++++ Избранный отрывок ++++
Св. Фома допускает даже подчинение христиан князьям неверным. Не следует, говорит он, вновь устанавливать подобное подчинение, ибо это было бы опасно для верующих; но когда власть уже существует, оно должно оставаться в силе, ибо власть учреждается правом человеческим (dominium vel praelatio introducta sunt ex jure humano). Божественный же закон, устанавливающий различие между верующими и неверующими, не уничтожает закона человеческого, истекающего из естественного разума.
По-видимому, этим положением признается полная самостоятельность человеческого права; но тут же делается существенная оговорка, которой вводится совершенно иное начало. Церковь, продолжает св. Фома, может, однако, справедливо отнять правление у неверных князей, ибо последние заслуживают лишения власти. Это совершенно предоставлено усмотрению церкви, которая может применять свое право всякий раз, как находит это нужным. Только для избежания соблазна она не пользуется им относительно князей, которые в светском порядке не подчинены ей или ее членам .
Наконец, ко всему предыдущему надо присоединить учение св. Фомы о возмущении. Вопрос ставится таким образом: есть ли возмущение смертный грех? Возмущение, отвечает св. Фома, противополагается единству народа, живущего в государстве; но народом, по определению Цицерона, которое приводит и Августин, называется не всякая толпа, а собрание людей, связанное согласием права и общением пользы; следовательно, единство, которому противополагается возмущение, есть единство права и общей пользы, а потому возмущение есть смертный грех. Но с другой стороны, на том же самом основании, восстание в защиту общей пользы не должно называться возмущением и считаться грехом. С этой точки зрения несправедливо возражение тех, кто оправдывает возмущение, ссылаясь на то, что похвально избавление народа от тирании. Тираническое правление само по себе неправедно, ибо оно устанавливается не для общей пользы, а для частной; поэтому ниспровержение подобного правления не имеет значения возмущения, если только оно не совершается так беспорядочно (inordinate), что народ более терпит от восстания, нежели от тирании. В тираническом правлении возмутитель скорее сам тиран, который поддерживает раздоры в народе, чтобы властвовать безопаснее . Св. Фома допускает даже тираноубийство. По поводу возражения, что Цицерон хвалил убийц Юлия Цезаря, он говорит: это относится к тому случаю, когда кто насильно захватил власть, и нет прибежища к высшему; тогда тот, кто для освобождения отечества убивает тирана, получает похвалу и награду .
++++
* **Задания для выполнения**
1 > Согласуются ли с отрывком об учении св. Фомы следующие утверждения: (а) подчинение христиан неверным князьям следует вновь устанавливать; (б) народом называется не всякая толпа; (в) церковь пользуется правом отнять власть у князей, которые в светском порядке ей не подчинены? На каждое ответьте «да» или «нет» и точно приведите решающие слова отрывка.
2 > Продолжите, пожалуйста, отрывок об учении св. Фомы о власти и возмущении, начиная сразу после его последней фразы.
++++ Перечень записей ++++
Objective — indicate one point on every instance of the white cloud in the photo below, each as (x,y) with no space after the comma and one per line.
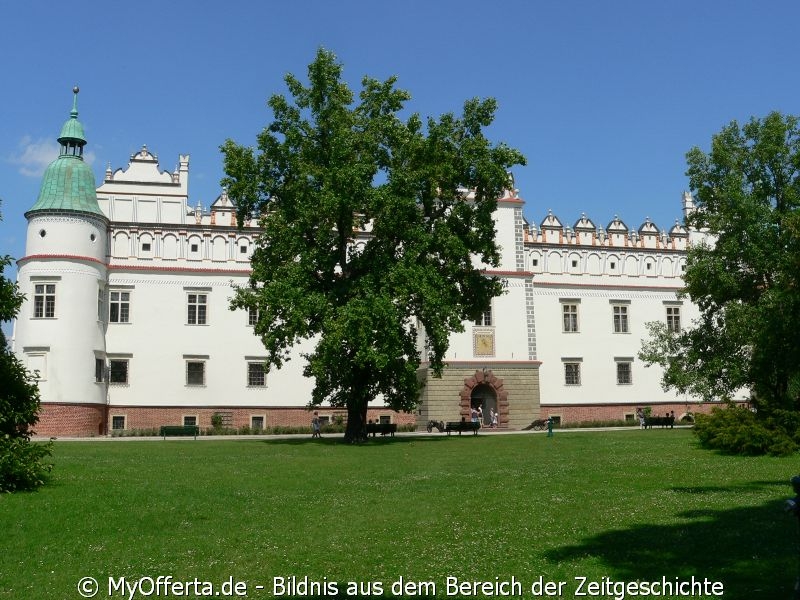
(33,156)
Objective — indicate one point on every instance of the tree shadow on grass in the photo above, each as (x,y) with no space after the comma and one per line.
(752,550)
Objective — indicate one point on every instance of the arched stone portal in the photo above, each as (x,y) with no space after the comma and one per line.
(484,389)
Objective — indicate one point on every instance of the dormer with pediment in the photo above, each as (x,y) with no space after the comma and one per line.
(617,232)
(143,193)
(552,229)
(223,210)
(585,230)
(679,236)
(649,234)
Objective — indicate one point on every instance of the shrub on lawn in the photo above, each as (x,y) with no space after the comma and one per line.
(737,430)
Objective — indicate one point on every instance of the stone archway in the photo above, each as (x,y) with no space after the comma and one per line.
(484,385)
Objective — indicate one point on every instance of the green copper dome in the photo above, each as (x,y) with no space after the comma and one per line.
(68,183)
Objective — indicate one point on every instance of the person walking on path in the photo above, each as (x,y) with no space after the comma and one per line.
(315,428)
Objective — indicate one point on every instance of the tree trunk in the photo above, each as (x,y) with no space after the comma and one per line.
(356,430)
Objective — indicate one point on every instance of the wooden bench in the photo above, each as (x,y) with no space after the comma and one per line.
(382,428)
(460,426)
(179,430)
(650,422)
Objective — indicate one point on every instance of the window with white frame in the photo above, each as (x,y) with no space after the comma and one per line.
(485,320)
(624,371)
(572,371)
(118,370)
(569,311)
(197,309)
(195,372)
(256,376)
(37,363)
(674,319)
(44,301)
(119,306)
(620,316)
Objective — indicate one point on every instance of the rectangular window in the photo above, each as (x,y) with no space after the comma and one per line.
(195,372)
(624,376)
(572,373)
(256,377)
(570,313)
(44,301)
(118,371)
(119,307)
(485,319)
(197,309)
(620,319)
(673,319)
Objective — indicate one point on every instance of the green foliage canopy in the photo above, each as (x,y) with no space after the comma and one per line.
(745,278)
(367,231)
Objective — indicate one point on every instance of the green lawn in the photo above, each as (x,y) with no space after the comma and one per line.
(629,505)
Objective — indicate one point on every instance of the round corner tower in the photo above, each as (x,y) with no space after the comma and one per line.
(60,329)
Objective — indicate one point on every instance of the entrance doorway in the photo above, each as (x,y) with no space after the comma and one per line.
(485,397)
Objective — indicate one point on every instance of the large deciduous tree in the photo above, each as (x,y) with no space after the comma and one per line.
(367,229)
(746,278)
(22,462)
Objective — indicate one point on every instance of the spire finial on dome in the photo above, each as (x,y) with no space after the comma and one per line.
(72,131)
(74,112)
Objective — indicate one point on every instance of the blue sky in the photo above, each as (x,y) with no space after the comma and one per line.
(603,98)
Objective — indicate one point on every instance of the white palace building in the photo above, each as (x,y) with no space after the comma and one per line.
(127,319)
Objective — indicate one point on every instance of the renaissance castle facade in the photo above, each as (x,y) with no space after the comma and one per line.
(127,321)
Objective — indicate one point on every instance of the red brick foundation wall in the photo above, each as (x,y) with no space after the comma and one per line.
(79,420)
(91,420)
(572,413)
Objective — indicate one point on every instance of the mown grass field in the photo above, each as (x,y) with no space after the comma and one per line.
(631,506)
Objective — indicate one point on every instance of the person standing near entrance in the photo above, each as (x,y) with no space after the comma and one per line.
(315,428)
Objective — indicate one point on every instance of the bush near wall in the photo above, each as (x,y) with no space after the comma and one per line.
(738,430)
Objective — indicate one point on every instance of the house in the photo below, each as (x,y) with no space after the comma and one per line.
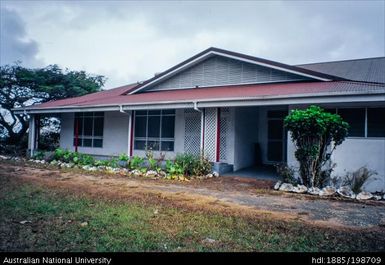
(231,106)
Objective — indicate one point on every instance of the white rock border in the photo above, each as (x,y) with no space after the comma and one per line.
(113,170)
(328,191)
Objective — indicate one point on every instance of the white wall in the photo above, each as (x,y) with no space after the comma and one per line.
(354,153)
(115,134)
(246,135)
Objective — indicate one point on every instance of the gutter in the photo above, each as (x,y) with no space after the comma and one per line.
++++
++++ Перечень записей ++++
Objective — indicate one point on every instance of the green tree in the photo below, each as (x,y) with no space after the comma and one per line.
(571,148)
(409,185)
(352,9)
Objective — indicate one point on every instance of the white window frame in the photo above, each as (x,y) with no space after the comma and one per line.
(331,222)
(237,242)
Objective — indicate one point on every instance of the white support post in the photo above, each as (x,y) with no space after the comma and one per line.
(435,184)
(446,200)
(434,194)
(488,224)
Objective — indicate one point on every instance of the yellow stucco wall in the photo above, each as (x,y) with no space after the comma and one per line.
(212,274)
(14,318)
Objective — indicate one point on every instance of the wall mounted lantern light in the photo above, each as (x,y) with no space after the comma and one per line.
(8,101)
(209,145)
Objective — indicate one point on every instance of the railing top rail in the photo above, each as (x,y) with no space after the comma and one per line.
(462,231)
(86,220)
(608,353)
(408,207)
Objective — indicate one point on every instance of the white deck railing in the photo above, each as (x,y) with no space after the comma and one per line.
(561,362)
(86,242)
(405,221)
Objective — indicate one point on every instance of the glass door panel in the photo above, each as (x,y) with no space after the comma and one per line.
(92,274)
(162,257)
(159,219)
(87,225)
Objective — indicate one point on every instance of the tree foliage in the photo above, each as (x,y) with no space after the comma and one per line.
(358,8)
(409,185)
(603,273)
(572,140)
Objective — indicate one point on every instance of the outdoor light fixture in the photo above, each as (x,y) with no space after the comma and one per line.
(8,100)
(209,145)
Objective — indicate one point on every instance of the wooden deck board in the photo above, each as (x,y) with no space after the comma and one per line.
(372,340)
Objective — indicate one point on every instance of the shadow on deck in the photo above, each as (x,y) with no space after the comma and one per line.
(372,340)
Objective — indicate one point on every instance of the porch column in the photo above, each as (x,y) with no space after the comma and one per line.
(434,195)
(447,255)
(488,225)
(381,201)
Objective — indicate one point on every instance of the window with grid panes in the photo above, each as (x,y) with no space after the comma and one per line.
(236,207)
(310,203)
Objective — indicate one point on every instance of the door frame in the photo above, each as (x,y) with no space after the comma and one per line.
++++
* **Ответы**
1 >
(а) Нет: «Не следует, говорит он, вновь устанавливать подобное подчинение, ибо это было бы опасно для верующих».
(б) Да: «народом, по определению Цицерона, которое приводит и Августин, называется не всякая толпа, а собрание людей, связанное согласием права и общением пользы».
(в) Нет: «Только для избежания соблазна она не пользуется им относительно князей, которые в светском порядке не подчинены ей или ее членам».

2 >
Из всего этого очевидно, что по учению Фомы Аквинского начало власти ставится в полную зависимость от начала закона. Власть существует единственно для охраны законного порядка; она проистекает от Бога настолько, насколько в ней выражается этот порядок. У греческих отцов церкви является уже зародыш учения, что от Бога происходит только существо власти, а не та или другая ее форма и не принадлежность ее тому или другому лицу . У Фомы Аквинского мы встречаем дальнейшее развитие этих начал, последствия которых мы увидим ниже. От Бога, по мнению знаменитого схоластика, проистекает только общий порядок подчинения и управления, а не приобретение власти тем или другим лицом, и не то или другое ее употребление. Все это – человеческое дело, которое может быть праведно и неправедно. Поэтому подданные отнюдь не обязаны безусловным повиновением властям. Повеления правителей для них обязательны настолько, насколько этого требует порядок правды. Но если мы спросим: кто же судья праведности предписаний? и не превратится ли общественный порядок в чистую анархию, если каждому подданному дано будет право отказывать власти в повиновении, когда он считает известное повеление несогласным с общим благом? то на эти вопросы мы не найдем ответа. Св. Фома требует только, чтобы восстание не приносило более вреда, нежели пользы, – ограничение весьма неопределенное. Понятно, какой простор подобное учение оставляло и свободе подданных и вмешательству церковной власти. Мы увидим впоследствии, каким образом из этих начал выводились чисто демократические теории.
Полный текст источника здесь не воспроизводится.